EXERCISE: Can you turn every nonblank line of the rows below into a Markdown table with the columns No. and Line, numbering the lines in order?

Source data:
▼

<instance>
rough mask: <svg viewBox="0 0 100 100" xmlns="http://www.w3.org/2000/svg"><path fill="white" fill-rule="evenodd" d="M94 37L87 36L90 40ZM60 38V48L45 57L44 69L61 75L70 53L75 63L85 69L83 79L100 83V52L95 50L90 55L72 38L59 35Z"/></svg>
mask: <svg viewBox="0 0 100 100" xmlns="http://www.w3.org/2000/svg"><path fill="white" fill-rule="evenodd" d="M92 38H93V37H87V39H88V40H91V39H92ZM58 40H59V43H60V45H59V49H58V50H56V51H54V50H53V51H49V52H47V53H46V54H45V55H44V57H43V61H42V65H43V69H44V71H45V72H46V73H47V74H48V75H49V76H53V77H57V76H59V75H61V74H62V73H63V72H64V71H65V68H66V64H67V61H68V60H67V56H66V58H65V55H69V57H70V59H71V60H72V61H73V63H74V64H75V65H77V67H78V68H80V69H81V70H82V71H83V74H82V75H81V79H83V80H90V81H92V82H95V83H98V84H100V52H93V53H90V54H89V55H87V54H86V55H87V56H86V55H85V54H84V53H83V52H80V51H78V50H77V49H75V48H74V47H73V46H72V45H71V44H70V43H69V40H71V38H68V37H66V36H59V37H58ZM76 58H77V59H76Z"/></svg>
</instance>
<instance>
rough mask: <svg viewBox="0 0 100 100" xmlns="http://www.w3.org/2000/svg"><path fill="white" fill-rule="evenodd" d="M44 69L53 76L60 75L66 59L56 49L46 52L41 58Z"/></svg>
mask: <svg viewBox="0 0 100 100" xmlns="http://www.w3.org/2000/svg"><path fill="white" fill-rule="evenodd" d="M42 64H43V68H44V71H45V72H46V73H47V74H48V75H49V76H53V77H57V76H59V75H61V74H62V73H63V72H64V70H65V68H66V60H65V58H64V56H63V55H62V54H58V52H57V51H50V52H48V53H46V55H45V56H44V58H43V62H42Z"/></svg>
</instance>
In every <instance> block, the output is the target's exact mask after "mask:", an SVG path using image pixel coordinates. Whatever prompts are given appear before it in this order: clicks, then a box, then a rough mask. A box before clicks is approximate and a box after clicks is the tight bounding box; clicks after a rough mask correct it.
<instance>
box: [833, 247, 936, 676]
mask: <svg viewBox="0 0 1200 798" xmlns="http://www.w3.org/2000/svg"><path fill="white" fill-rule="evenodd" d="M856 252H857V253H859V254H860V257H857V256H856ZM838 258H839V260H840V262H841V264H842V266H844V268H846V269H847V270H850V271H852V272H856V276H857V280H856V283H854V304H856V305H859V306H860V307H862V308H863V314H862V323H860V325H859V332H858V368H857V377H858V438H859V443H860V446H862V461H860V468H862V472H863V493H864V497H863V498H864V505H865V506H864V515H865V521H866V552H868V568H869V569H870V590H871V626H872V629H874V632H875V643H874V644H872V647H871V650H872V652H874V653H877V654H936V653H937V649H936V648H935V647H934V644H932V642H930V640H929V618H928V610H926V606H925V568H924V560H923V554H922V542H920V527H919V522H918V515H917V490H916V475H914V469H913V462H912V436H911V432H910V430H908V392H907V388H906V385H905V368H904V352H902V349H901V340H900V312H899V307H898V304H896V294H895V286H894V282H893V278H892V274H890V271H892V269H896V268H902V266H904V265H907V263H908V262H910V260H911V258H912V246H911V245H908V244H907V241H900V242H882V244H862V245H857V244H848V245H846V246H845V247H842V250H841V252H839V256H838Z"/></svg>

▲

OUTPUT OF THE TASK:
| No. | Line |
|---|---|
| 1 | <instance> |
| 2 | rough mask: <svg viewBox="0 0 100 100" xmlns="http://www.w3.org/2000/svg"><path fill="white" fill-rule="evenodd" d="M94 37L87 36L90 40ZM60 38V48L45 57L44 69L61 75L70 53L75 63L85 69L83 79L100 83V52L95 50L90 55L72 38L59 35Z"/></svg> |
| 3 | mask: <svg viewBox="0 0 100 100" xmlns="http://www.w3.org/2000/svg"><path fill="white" fill-rule="evenodd" d="M92 38H93V37H87V39H88V40H91V39H92ZM58 40H59V43H60V45H59V49H58V50H56V51H54V50H53V51H49V52H47V53H46V54H45V55H44V57H43V61H42V65H43V69H44V71H45V72H46V73H47V74H48V75H49V76H53V77H57V76H59V75H61V74H62V73H63V72H64V71H65V68H66V64H67V61H68V60H67V56H66V58H65V55H69V57H70V59H71V60H72V61H73V63H74V64H75V65H77V67H78V68H80V69H81V70H82V71H83V74H82V75H81V79H83V80H90V81H92V82H95V83H98V84H100V52H93V53H90V54H89V55H87V54H86V55H87V56H86V55H85V54H84V53H83V52H80V51H78V50H77V49H75V48H74V47H73V46H72V45H71V44H70V43H69V40H71V38H68V37H66V36H59V37H58ZM76 58H77V59H76Z"/></svg> |
| 4 | </instance> |
| 5 | <instance> |
| 6 | rough mask: <svg viewBox="0 0 100 100" xmlns="http://www.w3.org/2000/svg"><path fill="white" fill-rule="evenodd" d="M44 69L53 76L60 75L66 59L56 49L46 52L41 58Z"/></svg> |
| 7 | mask: <svg viewBox="0 0 100 100" xmlns="http://www.w3.org/2000/svg"><path fill="white" fill-rule="evenodd" d="M42 64H43V68H44V71H45V72H46V73H47V74H48V75H49V76H53V77H57V76H59V75H61V74H62V73H63V72H64V70H65V68H66V60H65V58H64V56H63V55H62V54H58V52H57V51H50V52H48V53H46V55H45V56H44V58H43V62H42Z"/></svg> |
| 8 | </instance> |
| 9 | In every <instance> block, the output is the target's exact mask after "mask:", an SVG path using image pixel coordinates. Whatever prompts are given appear before it in this order: clicks, then a box, then a rough mask. A box before clicks is approximate and a box after clicks is the tight bounding box; clicks after a rough mask correct it. |
| 10 | <instance> |
| 11 | box: [833, 247, 936, 676] |
| 12 | mask: <svg viewBox="0 0 1200 798" xmlns="http://www.w3.org/2000/svg"><path fill="white" fill-rule="evenodd" d="M856 252H857V253H859V254H860V257H857V256H856ZM838 258H839V260H840V262H841V264H842V266H844V268H846V269H847V270H850V271H852V272H856V276H857V280H856V283H854V304H856V305H859V306H860V307H862V308H863V314H862V323H860V325H859V332H858V368H857V377H858V438H859V443H860V446H862V461H860V468H862V472H863V493H864V497H863V498H864V505H865V506H864V515H865V521H866V552H868V568H869V569H870V590H871V626H872V629H874V632H875V643H874V644H872V647H871V650H872V652H874V653H877V654H936V653H937V649H936V648H935V647H934V644H932V642H930V640H929V618H928V610H926V606H925V568H924V560H923V554H922V542H920V527H919V522H918V515H917V490H916V475H914V469H913V462H912V436H911V432H910V430H908V392H907V388H906V385H905V368H904V352H902V349H901V340H900V312H899V307H898V304H896V294H895V286H894V282H893V278H892V274H890V271H892V269H896V268H902V266H904V265H907V263H908V262H910V260H911V258H912V246H911V245H908V244H907V241H900V242H882V244H862V245H857V244H848V245H846V246H845V247H842V250H841V252H839V256H838Z"/></svg> |